Excerpts from a detection dataset →
▼

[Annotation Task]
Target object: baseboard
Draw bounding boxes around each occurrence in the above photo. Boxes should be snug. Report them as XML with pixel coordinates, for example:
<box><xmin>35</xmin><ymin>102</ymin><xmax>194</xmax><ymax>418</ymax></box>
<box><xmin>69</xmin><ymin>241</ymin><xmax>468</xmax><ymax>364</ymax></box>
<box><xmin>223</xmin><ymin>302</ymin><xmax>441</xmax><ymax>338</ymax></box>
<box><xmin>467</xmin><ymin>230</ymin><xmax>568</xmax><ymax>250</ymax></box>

▲

Directions for this task → Please gather every line above that contains the string "xmin" and copy each one in full.

Response →
<box><xmin>35</xmin><ymin>102</ymin><xmax>194</xmax><ymax>418</ymax></box>
<box><xmin>69</xmin><ymin>241</ymin><xmax>468</xmax><ymax>364</ymax></box>
<box><xmin>223</xmin><ymin>302</ymin><xmax>441</xmax><ymax>338</ymax></box>
<box><xmin>467</xmin><ymin>230</ymin><xmax>568</xmax><ymax>250</ymax></box>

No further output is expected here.